The Fireborne Blade
- Author: Charlotte Bond
- Language: English
- Genre: Fantasy
- Published: 28 May 2024
- Publisher: Tordotcom
- Pages: 167 (hardcover)
- ISBN: 9781250290311
- Followed by: The Bloodless Princes

= The Fireborne Blade =

2024 fantasy novella by Charlotte Bond

The Fireborne Blade is a 2024 fantasy novella by Charlotte Bond. The story features Maddileh, a disgraced knight who enters a dragon's lair to retrieve a magical sword. It was followed by a sequel, The Bloodless Princes, also published in 2024.

==Plot==

The story alternates between the main plot and excerpts from a fictional text entitled The Demise and Desmense of Dragons. The latter recounts encounters between knights and dragons, serving as exposition for the main plot. In the world of the novella, dragons are dangerous magical creatures. Their lairs are haunted by the ghosts of those they have killed, and their magical auras can confuse those who approach them.

Maddileh is a knight, one of only a few women to achieve the title. She punches a suitor and is exiled from court. She seeks the Fireborne Blade, guarded by a dragon known as the White Lady, to repair her reputation. A prophecy states that no living man will kill the White Lady; Maddileh believes that she will be able to do so because she is a woman.

* * *

> [WHAT THIS EXERCISE ASKS]
a. In the entry on The Fireborne Blade, which dragon guards the sword Maddileh seeks?
b. Reproduce everything in the entry on The Fireborne Blade from "- ISBN: 9781250290311" down to "who approach them.".
c. Carry on the entry on The Fireborne Blade from its last sentence.

> [DATA EXTRACT]
* * *

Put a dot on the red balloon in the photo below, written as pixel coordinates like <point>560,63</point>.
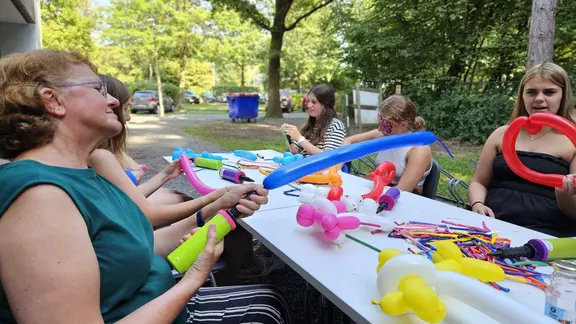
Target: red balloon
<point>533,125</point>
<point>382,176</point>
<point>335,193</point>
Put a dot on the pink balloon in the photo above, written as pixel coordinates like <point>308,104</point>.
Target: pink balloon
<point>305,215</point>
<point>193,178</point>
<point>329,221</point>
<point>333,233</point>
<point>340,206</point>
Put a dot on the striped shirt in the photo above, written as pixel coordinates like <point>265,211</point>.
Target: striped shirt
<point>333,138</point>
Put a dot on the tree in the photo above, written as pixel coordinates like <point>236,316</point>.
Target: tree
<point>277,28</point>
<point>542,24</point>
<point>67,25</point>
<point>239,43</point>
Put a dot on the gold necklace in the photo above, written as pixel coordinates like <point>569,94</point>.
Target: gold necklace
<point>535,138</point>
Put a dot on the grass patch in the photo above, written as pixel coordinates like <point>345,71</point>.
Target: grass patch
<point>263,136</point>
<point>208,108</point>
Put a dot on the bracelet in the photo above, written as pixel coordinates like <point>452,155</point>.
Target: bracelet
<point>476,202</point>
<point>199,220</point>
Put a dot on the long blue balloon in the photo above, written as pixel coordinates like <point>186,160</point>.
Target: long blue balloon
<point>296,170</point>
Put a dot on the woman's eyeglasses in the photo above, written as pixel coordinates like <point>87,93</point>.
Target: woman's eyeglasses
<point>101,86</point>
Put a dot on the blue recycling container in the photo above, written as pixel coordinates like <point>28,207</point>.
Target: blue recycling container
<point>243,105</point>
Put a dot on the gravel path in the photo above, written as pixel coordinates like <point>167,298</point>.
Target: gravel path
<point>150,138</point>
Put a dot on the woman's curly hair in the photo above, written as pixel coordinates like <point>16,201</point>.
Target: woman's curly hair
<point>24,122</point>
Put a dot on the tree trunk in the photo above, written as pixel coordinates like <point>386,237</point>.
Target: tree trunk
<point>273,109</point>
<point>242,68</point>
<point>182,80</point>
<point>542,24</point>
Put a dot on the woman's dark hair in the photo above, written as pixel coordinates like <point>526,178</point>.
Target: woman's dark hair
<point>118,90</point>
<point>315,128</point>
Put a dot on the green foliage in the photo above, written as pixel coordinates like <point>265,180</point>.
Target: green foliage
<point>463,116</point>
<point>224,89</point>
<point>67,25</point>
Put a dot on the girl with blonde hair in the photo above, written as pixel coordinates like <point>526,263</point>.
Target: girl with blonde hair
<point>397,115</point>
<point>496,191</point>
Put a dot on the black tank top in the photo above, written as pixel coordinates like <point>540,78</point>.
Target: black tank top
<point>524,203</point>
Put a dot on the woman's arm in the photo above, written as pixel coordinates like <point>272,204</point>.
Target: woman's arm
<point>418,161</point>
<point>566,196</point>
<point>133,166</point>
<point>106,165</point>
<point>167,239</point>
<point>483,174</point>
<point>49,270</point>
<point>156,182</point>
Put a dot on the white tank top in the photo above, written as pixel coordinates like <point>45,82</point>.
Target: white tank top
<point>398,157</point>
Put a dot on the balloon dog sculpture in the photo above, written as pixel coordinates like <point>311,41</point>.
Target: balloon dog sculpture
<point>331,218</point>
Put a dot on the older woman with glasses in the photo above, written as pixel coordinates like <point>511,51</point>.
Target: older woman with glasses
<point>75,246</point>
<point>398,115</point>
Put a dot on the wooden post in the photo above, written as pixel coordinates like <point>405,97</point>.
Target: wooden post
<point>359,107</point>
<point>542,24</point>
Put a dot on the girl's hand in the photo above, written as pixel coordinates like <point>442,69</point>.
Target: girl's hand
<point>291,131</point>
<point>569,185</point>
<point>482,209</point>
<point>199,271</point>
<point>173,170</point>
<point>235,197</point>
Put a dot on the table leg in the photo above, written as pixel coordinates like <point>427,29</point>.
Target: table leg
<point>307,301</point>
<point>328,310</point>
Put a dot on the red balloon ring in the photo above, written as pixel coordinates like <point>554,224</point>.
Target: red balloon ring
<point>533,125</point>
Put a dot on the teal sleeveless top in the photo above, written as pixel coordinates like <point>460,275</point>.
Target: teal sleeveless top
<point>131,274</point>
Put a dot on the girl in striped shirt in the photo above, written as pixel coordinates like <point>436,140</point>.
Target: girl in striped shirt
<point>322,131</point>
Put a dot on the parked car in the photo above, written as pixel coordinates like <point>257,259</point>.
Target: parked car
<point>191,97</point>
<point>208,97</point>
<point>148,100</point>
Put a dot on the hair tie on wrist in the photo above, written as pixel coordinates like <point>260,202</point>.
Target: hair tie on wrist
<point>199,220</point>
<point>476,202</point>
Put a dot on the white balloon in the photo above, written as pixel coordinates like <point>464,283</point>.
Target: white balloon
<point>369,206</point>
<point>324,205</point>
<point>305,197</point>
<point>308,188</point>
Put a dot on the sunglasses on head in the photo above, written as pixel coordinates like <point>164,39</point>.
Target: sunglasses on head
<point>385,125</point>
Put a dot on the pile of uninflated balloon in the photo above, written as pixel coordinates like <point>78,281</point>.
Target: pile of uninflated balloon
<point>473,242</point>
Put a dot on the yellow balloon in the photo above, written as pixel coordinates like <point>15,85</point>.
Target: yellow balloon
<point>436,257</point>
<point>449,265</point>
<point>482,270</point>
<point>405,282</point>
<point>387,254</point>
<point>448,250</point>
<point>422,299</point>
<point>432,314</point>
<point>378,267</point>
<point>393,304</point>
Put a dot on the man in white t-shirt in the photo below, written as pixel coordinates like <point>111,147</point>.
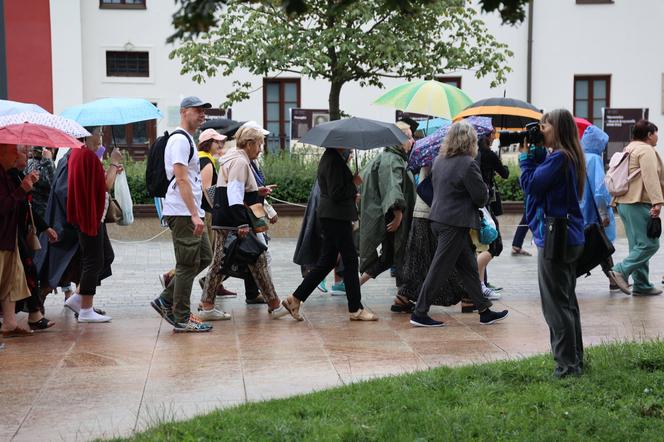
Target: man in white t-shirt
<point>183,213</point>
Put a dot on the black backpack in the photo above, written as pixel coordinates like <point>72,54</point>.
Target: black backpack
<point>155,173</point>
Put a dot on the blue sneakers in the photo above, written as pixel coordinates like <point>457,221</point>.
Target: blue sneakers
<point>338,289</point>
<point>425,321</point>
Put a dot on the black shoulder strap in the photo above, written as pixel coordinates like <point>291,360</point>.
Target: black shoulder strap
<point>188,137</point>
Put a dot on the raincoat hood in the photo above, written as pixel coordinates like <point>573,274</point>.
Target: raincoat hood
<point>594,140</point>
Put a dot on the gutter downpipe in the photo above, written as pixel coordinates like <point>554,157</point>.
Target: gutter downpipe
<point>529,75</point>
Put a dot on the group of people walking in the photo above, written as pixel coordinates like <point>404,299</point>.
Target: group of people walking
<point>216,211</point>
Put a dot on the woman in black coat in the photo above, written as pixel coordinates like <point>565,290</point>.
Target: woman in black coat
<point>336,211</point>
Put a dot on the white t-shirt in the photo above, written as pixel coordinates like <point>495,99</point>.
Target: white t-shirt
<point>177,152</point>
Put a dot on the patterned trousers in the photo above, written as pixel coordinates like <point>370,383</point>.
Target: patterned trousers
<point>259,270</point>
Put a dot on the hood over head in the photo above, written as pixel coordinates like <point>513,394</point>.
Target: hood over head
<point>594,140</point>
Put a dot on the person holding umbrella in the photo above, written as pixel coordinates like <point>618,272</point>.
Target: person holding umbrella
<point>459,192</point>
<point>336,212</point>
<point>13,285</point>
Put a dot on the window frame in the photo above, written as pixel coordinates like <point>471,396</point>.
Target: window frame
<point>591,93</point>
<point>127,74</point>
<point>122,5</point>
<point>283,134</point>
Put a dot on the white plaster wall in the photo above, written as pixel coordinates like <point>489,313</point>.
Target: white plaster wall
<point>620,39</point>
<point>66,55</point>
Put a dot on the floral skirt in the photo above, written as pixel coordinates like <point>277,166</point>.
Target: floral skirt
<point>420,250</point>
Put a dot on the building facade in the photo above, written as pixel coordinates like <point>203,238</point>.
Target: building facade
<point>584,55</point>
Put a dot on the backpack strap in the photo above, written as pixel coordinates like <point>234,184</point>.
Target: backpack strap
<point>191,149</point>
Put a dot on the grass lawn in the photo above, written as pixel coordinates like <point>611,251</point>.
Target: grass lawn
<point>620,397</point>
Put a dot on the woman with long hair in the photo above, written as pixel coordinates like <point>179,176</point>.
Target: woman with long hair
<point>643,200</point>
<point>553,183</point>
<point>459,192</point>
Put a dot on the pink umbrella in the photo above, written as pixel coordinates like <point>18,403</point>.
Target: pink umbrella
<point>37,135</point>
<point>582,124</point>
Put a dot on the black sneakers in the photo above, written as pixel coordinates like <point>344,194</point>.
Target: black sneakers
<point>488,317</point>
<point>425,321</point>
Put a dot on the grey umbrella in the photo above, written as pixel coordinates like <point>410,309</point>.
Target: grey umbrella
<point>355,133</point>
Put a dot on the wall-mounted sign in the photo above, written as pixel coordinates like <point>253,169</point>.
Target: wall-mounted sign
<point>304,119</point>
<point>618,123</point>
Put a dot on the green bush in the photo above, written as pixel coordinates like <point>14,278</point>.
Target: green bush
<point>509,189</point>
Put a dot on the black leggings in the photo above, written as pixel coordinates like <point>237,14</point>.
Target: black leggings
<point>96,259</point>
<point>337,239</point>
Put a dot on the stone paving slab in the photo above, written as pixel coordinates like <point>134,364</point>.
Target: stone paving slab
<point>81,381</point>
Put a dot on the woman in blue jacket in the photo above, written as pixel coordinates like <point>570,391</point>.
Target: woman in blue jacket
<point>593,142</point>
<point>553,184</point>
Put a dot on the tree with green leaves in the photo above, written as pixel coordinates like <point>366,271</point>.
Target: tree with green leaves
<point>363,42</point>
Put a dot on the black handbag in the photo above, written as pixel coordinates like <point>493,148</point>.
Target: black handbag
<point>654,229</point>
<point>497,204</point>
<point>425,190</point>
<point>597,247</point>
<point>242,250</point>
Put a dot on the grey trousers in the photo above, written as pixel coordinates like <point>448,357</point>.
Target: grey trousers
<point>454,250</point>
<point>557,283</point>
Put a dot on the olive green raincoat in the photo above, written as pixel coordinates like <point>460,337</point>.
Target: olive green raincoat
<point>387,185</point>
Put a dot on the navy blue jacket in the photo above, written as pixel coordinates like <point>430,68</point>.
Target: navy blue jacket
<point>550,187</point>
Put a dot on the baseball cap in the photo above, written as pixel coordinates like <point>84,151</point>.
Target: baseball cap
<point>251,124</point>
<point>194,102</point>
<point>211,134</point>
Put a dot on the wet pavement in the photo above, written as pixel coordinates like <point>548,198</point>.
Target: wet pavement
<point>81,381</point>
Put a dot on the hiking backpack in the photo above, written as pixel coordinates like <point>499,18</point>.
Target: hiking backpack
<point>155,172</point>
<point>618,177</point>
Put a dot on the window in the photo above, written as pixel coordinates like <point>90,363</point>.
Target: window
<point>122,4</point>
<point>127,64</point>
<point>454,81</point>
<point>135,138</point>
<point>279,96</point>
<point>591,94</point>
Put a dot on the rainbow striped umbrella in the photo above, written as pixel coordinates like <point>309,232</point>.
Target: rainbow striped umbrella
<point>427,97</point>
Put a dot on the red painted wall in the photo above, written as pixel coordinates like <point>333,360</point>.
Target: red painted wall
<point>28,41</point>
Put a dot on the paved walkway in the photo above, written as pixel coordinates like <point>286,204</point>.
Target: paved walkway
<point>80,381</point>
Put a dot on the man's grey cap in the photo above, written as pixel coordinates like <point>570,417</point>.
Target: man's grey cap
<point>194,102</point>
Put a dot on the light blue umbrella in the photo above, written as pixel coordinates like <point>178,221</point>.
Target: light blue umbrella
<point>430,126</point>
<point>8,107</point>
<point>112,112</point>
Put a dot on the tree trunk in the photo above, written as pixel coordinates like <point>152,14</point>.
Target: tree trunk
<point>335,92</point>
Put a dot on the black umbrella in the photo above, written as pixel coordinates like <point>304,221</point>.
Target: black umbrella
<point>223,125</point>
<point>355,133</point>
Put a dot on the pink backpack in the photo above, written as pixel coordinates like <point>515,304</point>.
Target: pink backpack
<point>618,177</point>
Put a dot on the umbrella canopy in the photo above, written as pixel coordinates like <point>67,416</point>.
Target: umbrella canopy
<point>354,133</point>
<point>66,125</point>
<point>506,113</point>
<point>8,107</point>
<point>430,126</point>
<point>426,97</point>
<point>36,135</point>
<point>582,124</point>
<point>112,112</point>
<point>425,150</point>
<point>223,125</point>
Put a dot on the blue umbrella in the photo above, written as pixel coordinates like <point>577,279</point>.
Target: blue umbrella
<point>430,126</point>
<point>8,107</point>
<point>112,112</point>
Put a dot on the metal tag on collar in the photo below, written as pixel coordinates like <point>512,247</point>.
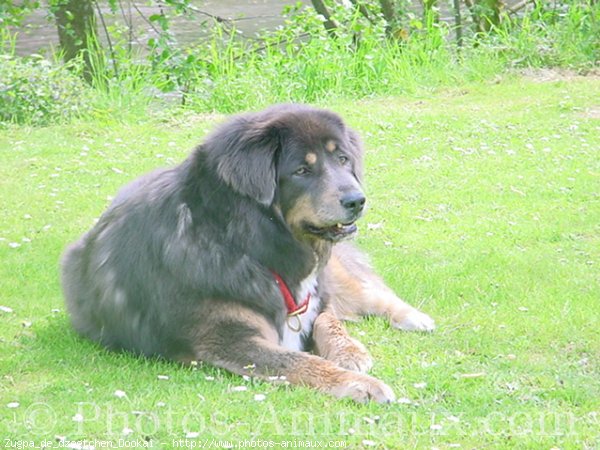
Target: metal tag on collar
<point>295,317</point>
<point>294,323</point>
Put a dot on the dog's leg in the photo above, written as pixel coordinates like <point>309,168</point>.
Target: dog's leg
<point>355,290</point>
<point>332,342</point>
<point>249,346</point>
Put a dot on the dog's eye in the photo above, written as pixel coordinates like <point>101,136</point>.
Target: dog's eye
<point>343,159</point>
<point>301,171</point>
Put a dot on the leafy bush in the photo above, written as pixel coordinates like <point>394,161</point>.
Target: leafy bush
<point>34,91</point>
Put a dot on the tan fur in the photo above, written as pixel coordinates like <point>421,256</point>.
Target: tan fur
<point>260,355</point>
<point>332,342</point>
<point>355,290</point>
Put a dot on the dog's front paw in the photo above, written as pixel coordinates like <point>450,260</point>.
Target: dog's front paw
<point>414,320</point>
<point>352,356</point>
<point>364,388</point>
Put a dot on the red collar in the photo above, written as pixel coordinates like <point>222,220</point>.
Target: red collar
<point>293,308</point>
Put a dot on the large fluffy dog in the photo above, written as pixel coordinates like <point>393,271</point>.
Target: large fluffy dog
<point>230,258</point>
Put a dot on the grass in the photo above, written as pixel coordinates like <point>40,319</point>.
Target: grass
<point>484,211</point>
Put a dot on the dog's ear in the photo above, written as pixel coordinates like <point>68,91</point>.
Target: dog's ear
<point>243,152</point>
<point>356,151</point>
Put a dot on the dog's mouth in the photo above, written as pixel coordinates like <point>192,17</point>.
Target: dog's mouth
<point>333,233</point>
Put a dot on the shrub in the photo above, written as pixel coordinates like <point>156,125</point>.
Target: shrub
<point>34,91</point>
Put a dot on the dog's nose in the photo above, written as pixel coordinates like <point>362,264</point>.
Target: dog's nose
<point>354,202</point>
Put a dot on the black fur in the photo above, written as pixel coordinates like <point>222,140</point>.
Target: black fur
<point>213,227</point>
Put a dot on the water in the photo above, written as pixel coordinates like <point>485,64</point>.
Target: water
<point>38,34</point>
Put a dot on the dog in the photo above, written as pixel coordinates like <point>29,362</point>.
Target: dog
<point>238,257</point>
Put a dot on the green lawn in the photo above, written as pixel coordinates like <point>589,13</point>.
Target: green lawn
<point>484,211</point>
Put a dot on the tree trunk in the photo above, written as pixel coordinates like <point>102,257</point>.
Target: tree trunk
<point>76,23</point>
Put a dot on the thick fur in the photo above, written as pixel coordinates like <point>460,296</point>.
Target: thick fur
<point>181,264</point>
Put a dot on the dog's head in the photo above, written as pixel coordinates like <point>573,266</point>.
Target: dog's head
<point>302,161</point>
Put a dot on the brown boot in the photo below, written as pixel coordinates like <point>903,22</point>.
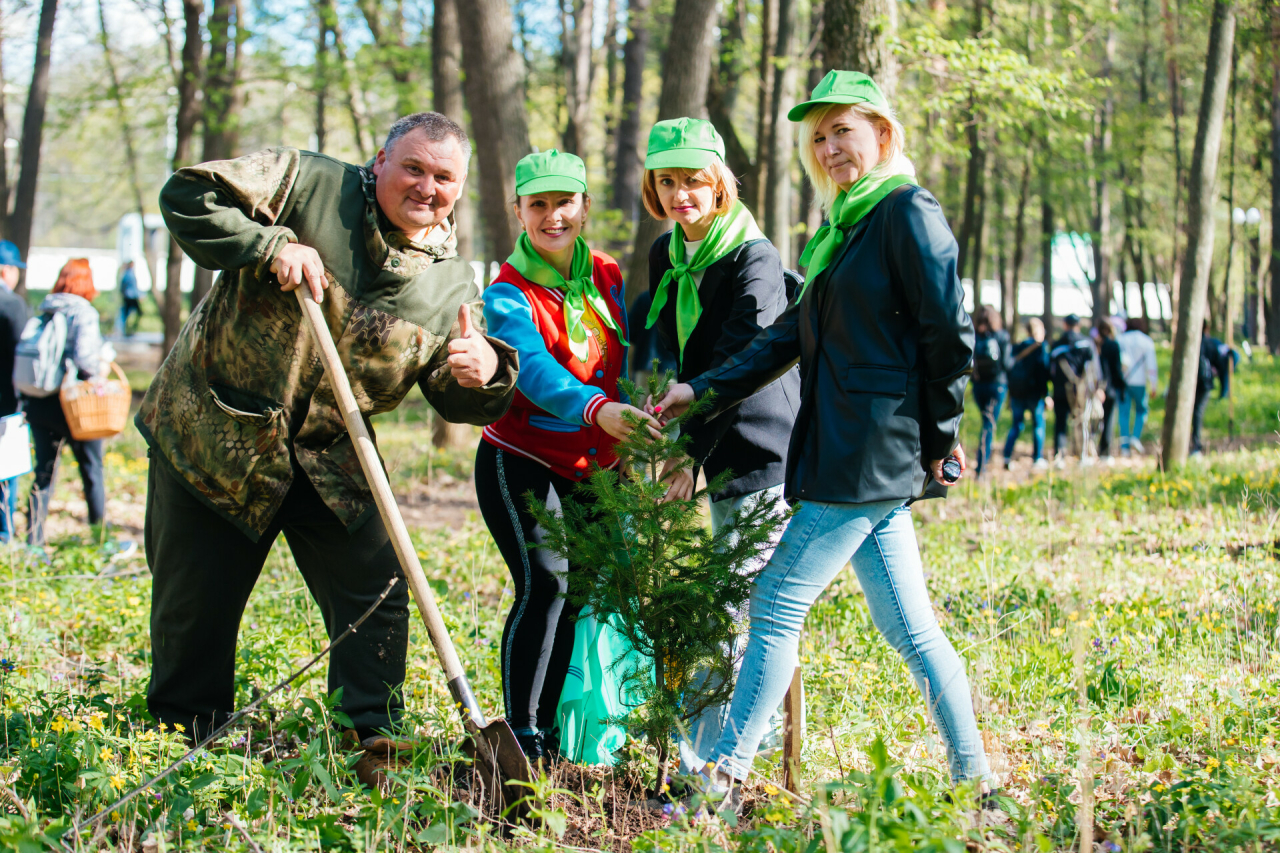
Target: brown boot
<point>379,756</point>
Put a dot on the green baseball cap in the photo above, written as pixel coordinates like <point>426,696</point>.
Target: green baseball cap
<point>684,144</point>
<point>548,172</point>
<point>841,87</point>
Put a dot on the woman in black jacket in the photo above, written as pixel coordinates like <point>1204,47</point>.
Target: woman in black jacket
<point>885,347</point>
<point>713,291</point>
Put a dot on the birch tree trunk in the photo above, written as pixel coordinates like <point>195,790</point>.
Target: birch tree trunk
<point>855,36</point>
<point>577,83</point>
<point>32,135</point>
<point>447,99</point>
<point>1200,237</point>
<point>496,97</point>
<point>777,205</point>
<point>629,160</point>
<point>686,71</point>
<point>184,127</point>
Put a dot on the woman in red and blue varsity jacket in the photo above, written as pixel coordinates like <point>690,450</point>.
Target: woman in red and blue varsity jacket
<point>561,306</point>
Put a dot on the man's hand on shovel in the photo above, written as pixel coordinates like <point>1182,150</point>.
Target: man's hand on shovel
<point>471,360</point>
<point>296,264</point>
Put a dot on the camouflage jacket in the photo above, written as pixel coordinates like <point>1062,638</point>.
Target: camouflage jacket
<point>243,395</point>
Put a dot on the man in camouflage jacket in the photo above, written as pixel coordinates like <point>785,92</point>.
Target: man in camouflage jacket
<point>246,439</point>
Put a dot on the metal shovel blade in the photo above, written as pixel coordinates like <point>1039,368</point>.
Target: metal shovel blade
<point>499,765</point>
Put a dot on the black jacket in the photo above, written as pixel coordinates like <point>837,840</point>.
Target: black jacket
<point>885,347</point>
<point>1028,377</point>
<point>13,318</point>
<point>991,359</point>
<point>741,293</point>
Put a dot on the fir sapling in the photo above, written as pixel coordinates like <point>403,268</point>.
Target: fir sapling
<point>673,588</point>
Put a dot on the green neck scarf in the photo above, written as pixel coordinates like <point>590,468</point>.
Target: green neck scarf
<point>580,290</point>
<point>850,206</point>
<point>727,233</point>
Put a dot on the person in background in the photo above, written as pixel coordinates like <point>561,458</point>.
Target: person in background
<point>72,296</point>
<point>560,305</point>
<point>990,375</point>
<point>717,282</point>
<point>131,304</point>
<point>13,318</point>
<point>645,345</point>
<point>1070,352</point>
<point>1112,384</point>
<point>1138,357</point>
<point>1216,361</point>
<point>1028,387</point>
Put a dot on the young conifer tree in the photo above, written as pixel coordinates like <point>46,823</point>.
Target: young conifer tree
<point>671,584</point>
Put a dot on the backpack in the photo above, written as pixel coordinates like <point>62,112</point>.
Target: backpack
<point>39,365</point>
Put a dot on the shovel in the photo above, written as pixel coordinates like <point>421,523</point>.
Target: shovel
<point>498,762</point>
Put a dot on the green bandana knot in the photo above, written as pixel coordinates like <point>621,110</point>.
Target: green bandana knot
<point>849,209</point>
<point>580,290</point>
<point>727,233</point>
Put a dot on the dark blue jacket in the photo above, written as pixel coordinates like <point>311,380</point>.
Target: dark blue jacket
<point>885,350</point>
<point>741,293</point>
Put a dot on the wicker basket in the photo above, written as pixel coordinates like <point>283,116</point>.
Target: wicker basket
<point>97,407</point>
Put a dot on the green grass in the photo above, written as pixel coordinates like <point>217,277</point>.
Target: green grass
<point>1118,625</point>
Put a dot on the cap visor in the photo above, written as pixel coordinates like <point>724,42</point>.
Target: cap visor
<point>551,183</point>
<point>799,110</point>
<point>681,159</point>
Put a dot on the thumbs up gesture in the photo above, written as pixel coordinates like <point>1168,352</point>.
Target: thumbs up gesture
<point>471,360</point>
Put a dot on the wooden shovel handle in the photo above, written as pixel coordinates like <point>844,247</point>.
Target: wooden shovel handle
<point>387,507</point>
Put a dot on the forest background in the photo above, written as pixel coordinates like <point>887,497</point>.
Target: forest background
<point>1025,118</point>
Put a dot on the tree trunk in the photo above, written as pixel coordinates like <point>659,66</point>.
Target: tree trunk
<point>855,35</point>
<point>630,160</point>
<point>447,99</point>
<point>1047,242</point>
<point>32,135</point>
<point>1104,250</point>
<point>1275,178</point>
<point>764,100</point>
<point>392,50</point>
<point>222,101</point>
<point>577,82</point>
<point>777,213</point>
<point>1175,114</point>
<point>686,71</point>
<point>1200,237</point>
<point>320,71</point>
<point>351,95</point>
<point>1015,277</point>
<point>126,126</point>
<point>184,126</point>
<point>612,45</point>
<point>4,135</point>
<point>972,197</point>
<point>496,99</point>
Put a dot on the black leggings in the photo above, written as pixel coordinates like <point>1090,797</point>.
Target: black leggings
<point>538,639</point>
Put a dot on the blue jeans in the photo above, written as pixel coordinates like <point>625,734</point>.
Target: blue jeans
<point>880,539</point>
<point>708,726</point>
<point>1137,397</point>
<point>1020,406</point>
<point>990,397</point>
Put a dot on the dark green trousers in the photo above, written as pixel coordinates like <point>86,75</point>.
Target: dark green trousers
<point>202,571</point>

* * *

> [EXERCISE RESPONSES]
a. The White Lady.

b.
- ISBN: 9781250290311
- Followed by: The Bloodless Princes

= The Fireborne Blade =

2024 fantasy novella by Charlotte Bond

The Fireborne Blade is a 2024 fantasy novella by Charlotte Bond. The story features Maddileh, a disgraced knight who enters a dragon's lair to retrieve a magical sword. It was followed by a sequel, The Bloodless Princes, also published in 2024.

==Plot==

The story alternates between the main plot and excerpts from a fictional text entitled The Demise and Desmense of Dragons. The latter recounts encounters between knights and dragons, serving as exposition for the main plot. In the world of the novella, dragons are dangerous magical creatures. Their lairs are haunted by the ghosts of those they have killed, and their magical auras can confuse those who approach them.

c.
Maddileh and her squire Petros enter the dragon's layer, though her memory of arriving is hazy. Petros reveals that he is not truly a squire; he is a mage who agreed to go with Maddileh in order to rescue his sister Saralene. Saralene is an apprentice mage who was captured by the White Lady. Maddileh has previously met Saralene, having rescued her from kidnappers. Maddileh and Petros encounter ghosts and other horrors as they descend to the lair's central chamber. Maddileh slays the dragon and retrieves the Fireborne Blade.

It is revealed that Petros set up Saralene's capture. He hoped that exposure to the dragon would increase Saralene's magical abilities, then planned to use her power to extend the life of his superior, the High Mage. Petros cuts Saralene's throat, catching her blood in an enchanted bowl. He reveals that Maddileh is a ghost and was killed by the dragon months ago; she interpreted the prophecy to state that she could kill the White Lady because she was a woman. In reality, it was because she was already dead. Petros takes the Blade and leaves the ghosts of Maddileh and Saralene in the dragon's lair.

The High Mage drinks from the enchanted bowl, which Saralene had booby-trapped with phoenix feathers. The High Mage dies and Saralene is reborn from his body, becoming the new High Mage. Saralene force-feeds the remaining potion to Petros, killing him and resurrecting Maddileh in his place.

In an epilogue, the White Lady is shown to have survived her encounter with Maddileh.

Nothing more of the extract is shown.